» **Task to carry out**
Omit the images, then output each of the records below exactly.

## start

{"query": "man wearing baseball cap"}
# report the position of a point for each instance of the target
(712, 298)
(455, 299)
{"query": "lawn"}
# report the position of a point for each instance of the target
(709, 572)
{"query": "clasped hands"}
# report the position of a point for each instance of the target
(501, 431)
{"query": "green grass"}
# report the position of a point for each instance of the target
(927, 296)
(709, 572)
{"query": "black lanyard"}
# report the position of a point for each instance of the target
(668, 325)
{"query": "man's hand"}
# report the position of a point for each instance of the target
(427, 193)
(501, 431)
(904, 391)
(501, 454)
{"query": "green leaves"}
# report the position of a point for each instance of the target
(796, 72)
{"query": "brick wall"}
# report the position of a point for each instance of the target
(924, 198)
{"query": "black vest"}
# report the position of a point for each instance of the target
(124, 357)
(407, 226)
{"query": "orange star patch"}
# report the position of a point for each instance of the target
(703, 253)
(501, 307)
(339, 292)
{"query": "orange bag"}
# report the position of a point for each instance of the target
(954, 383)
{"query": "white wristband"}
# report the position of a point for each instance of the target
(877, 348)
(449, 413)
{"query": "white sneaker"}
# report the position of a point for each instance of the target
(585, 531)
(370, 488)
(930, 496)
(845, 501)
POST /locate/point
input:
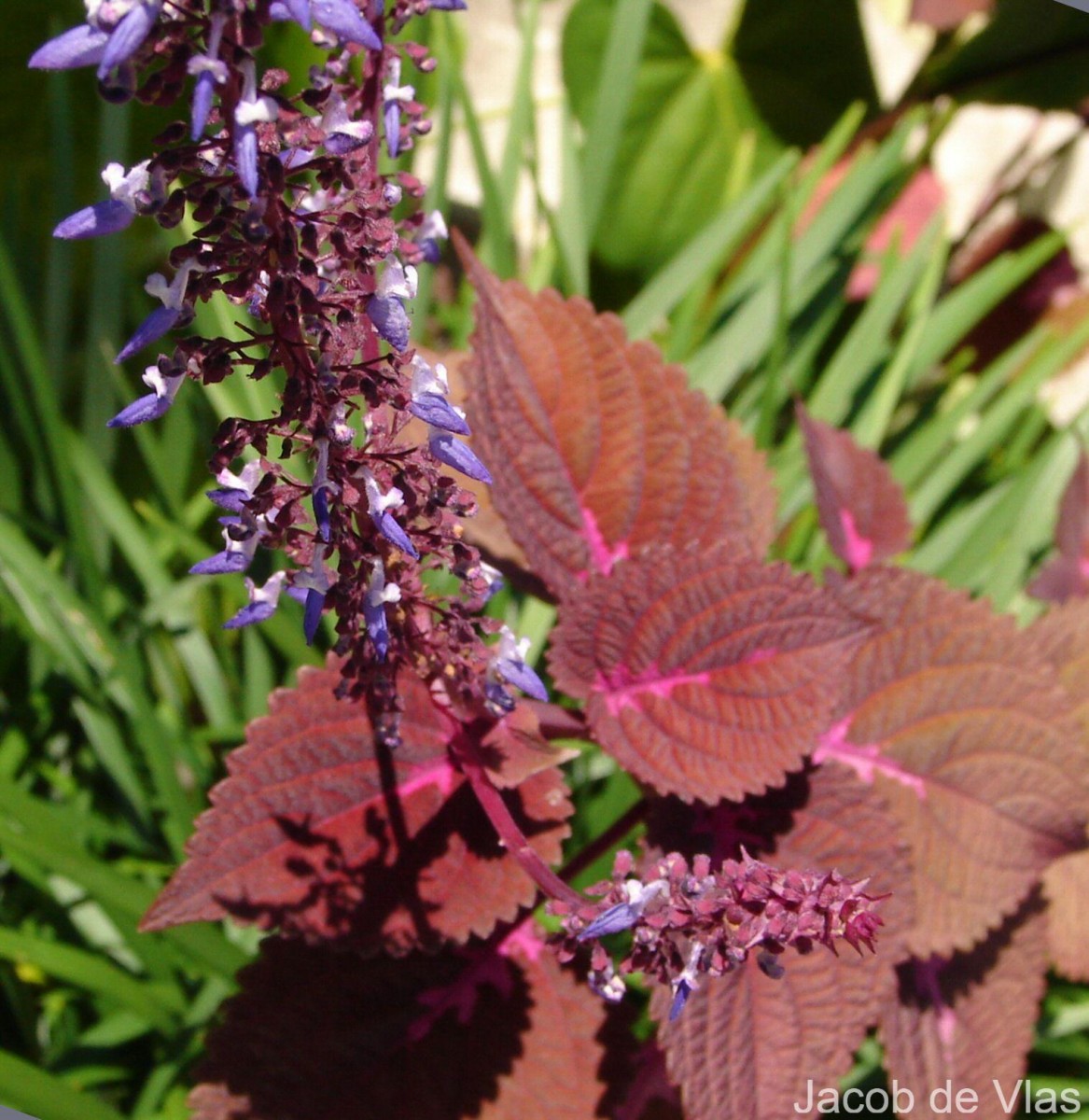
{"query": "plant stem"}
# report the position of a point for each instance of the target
(510, 834)
(612, 835)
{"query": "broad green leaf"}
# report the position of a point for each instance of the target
(687, 116)
(803, 64)
(1031, 53)
(45, 1096)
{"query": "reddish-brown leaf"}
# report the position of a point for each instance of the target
(1062, 637)
(966, 1023)
(318, 833)
(1067, 890)
(649, 1095)
(317, 1034)
(861, 508)
(705, 676)
(1066, 576)
(964, 729)
(747, 1045)
(598, 448)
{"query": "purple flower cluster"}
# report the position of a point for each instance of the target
(296, 222)
(689, 922)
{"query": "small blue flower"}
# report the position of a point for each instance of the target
(509, 665)
(457, 455)
(394, 96)
(379, 505)
(300, 10)
(211, 71)
(385, 307)
(492, 577)
(430, 232)
(624, 916)
(155, 404)
(430, 387)
(117, 212)
(78, 46)
(681, 990)
(239, 548)
(129, 34)
(262, 603)
(344, 21)
(686, 984)
(235, 490)
(163, 318)
(378, 594)
(251, 110)
(342, 133)
(312, 587)
(320, 488)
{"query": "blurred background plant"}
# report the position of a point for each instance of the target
(874, 205)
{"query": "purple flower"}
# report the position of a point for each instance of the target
(509, 665)
(155, 404)
(113, 214)
(394, 95)
(252, 109)
(262, 602)
(430, 387)
(312, 587)
(211, 71)
(344, 21)
(240, 543)
(379, 505)
(342, 134)
(78, 46)
(161, 319)
(378, 594)
(129, 34)
(492, 577)
(300, 10)
(341, 431)
(235, 490)
(320, 487)
(457, 455)
(624, 916)
(385, 307)
(686, 984)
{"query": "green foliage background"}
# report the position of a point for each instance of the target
(682, 188)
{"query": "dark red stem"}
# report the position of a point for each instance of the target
(510, 834)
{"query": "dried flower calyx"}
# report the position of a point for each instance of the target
(688, 922)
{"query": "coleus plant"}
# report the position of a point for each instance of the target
(815, 761)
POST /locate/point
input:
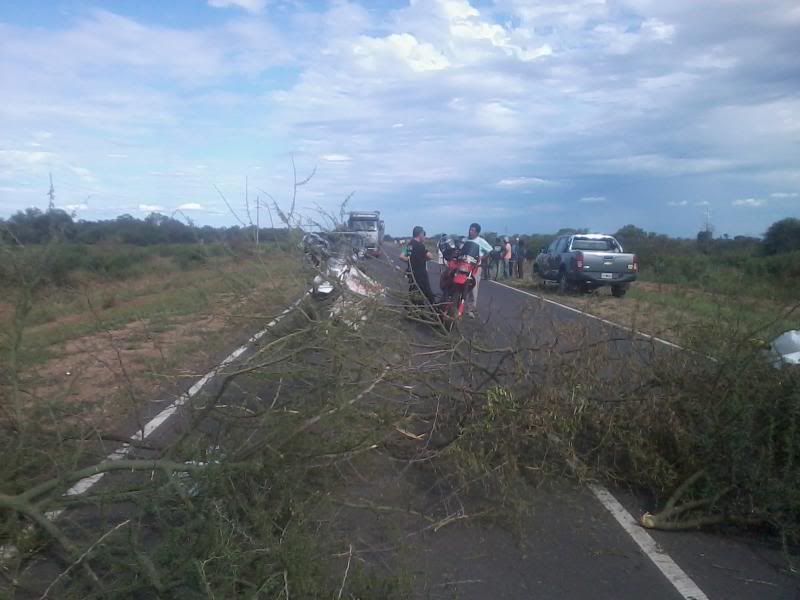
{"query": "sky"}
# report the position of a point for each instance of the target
(526, 116)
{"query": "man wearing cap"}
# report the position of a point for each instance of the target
(418, 257)
(485, 248)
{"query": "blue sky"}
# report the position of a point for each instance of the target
(526, 116)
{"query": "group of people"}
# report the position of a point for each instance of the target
(506, 260)
(417, 257)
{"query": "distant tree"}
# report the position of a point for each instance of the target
(782, 236)
(705, 238)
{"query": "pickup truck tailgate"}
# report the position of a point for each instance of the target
(599, 262)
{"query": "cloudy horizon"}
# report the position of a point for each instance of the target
(525, 116)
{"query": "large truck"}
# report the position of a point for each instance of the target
(370, 228)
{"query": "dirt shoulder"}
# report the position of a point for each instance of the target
(101, 359)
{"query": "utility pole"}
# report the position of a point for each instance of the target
(52, 195)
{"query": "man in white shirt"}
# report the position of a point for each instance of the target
(485, 248)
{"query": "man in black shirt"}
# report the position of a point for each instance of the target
(418, 258)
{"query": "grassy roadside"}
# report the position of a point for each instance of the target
(105, 345)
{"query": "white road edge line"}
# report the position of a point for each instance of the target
(675, 575)
(591, 316)
(87, 483)
(684, 584)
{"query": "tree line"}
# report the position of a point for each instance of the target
(34, 226)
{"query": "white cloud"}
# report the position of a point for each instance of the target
(251, 6)
(524, 182)
(83, 174)
(377, 54)
(750, 202)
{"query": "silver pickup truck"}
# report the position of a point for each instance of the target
(587, 261)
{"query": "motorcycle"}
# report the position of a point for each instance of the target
(458, 278)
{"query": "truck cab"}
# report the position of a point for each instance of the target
(370, 227)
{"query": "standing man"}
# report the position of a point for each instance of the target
(418, 257)
(507, 254)
(485, 248)
(520, 248)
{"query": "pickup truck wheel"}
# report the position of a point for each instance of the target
(563, 283)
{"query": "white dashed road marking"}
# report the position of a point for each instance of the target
(684, 584)
(87, 483)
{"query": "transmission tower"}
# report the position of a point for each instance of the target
(52, 195)
(707, 224)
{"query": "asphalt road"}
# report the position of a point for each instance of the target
(574, 546)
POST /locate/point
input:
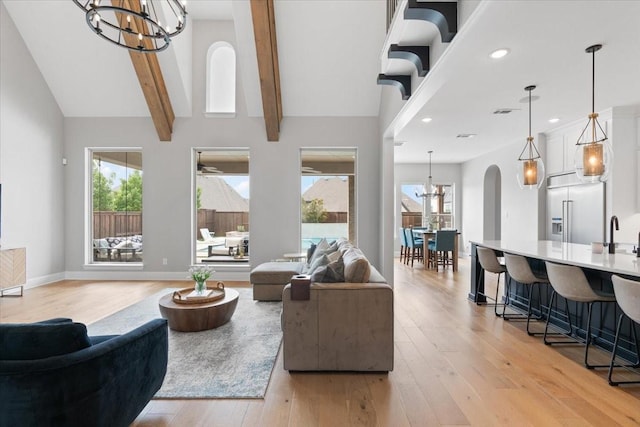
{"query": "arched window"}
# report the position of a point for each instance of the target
(221, 79)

## end

» **Answer for this exercise**
{"query": "man wearing baseball cap"}
# report the position of a point for each instance of the target
(712, 298)
(455, 299)
{"query": "lawn"}
# report the position of a point for each instance of the target
(709, 572)
{"query": "clasped hands"}
# report the position of a point for each instance of the target
(501, 431)
{"query": "green grass"}
# report the position of a point for each instance of the target
(927, 296)
(709, 572)
{"query": "black lanyard"}
# report the position of a point for each instance of the target
(668, 325)
{"query": "man's hand"}
# report the position of a point for each instance of the target
(427, 193)
(501, 431)
(904, 391)
(501, 454)
{"query": "green leaves"}
# report the position of a point for each instance of the target
(796, 72)
{"query": "brick wall"}
# report the position of a point for each instance of the target
(924, 198)
{"query": "black vest"}
# report the position of a point for each instance of the target
(124, 357)
(407, 226)
{"query": "orange star patch"}
# report the position of a point for each instance of the target
(703, 253)
(501, 307)
(339, 292)
{"query": "orange bag"}
# report the position of a point for each instance of the target
(954, 383)
{"query": "white wristband"}
# report the position of a point for each instance of the target
(877, 348)
(449, 413)
{"query": "white sneaker"}
# report the position of a point for each instance of the target
(585, 531)
(370, 488)
(930, 496)
(845, 501)
POST /locate/point
input:
{"query": "plant stem"}
# report the position of a point for each instance of the target
(510, 834)
(612, 835)
{"query": "broad green leaf"}
# report the position of a point for each instance of the target
(687, 116)
(803, 64)
(1031, 53)
(45, 1096)
{"query": "reddish-brown leaf"}
# report the position of a point for each instance of the target
(1062, 637)
(966, 1023)
(318, 833)
(1067, 890)
(649, 1095)
(317, 1034)
(861, 508)
(705, 676)
(1066, 576)
(964, 729)
(747, 1045)
(598, 448)
{"query": "purple flower cluster"}
# report the position of a point for each instance of the target
(296, 222)
(689, 922)
{"query": "small blue flower"}
# report the position of a point for each instance of the target
(509, 665)
(457, 455)
(394, 96)
(379, 505)
(300, 10)
(211, 71)
(385, 307)
(492, 577)
(430, 232)
(624, 916)
(155, 404)
(430, 387)
(117, 212)
(78, 46)
(681, 990)
(239, 548)
(129, 34)
(262, 603)
(344, 21)
(686, 984)
(235, 490)
(163, 318)
(378, 594)
(251, 110)
(342, 133)
(312, 587)
(320, 488)
{"query": "blurred background plant"}
# report the position of a point for each instance of the target
(874, 205)
{"query": "purple flower"}
# report the position of a point for each instance of the target
(509, 665)
(155, 404)
(113, 214)
(394, 95)
(252, 109)
(262, 602)
(430, 387)
(312, 587)
(211, 71)
(344, 21)
(240, 543)
(379, 505)
(342, 134)
(78, 46)
(161, 319)
(378, 594)
(129, 34)
(492, 577)
(300, 10)
(341, 431)
(235, 490)
(320, 487)
(457, 455)
(624, 916)
(385, 307)
(686, 984)
{"query": "green foliage background"}
# report the position of a point for each instance of the target
(682, 188)
{"query": "dark red stem"}
# report the position of a point for each instance of the target
(510, 834)
{"query": "dried flower calyx"}
# report the position of a point for each instance of the target
(688, 922)
{"query": "coleus plant"}
# report the position of a point for each instance of the target
(815, 761)
POST /locate/point
input:
{"query": "sky"}
# report the position of a point for each instance of the target
(526, 116)
{"query": "man wearing cap"}
# report the position of a point for each instance of the target
(418, 257)
(485, 248)
{"query": "blue sky"}
# report the position of a point for each instance of the target
(526, 116)
{"query": "group of people"}
# report the position of a point for each instance of the target
(506, 260)
(417, 257)
{"query": "distant tree"}
# report the position of a point for each instance of the target
(782, 236)
(705, 238)
{"query": "pickup truck tailgate"}
# report the position of a point for each instance of the target
(599, 262)
{"query": "cloudy horizon"}
# report the position of a point for each instance of the target
(525, 116)
{"query": "large truck"}
# report the position of a point for each instance of the target
(370, 228)
{"query": "dirt shoulder"}
# report the position of a point for each instance of the target
(101, 359)
{"query": "utility pole"}
# report the position of a point for each instance of the target
(52, 195)
{"query": "man in white shirt"}
# report the position of a point for each instance of the target
(485, 248)
{"query": "man in black shirt"}
# report the position of a point for each instance of the target
(418, 258)
{"query": "grassy roadside"}
# report the position of a point for each instance of the target
(105, 345)
{"query": "white road edge line"}
# report the position of a point for each instance of the target
(675, 575)
(591, 316)
(87, 483)
(684, 584)
{"query": "tree line"}
# report the position of a point for each instance of the target
(34, 226)
{"query": "white cloud"}
# report the position of a point for each instance of the target
(251, 6)
(524, 182)
(83, 174)
(377, 54)
(750, 202)
{"query": "silver pickup truck"}
# report the position of a point for each instance of the target
(587, 261)
{"query": "motorcycle"}
# report the position of a point for each instance of the target
(458, 278)
{"query": "truck cab"}
# report the position of a point for each instance of the target
(370, 227)
{"query": "standing man"}
# report the position of a point for each instance of the target
(418, 257)
(507, 254)
(485, 248)
(520, 248)
{"query": "pickup truck wheel"}
# report the position of a point for each instance of the target
(563, 283)
{"query": "white dashed road marking"}
# report the position of a point for each instance of the target
(684, 584)
(87, 483)
{"query": "transmission tower"}
# report the position of a point for each instance of the target
(52, 195)
(707, 224)
{"query": "asphalt road"}
# report the position of a point for each instance of the target
(574, 546)
POST /locate/point
input:
{"query": "arched window"}
# report the position of a point for each instance of the target
(221, 79)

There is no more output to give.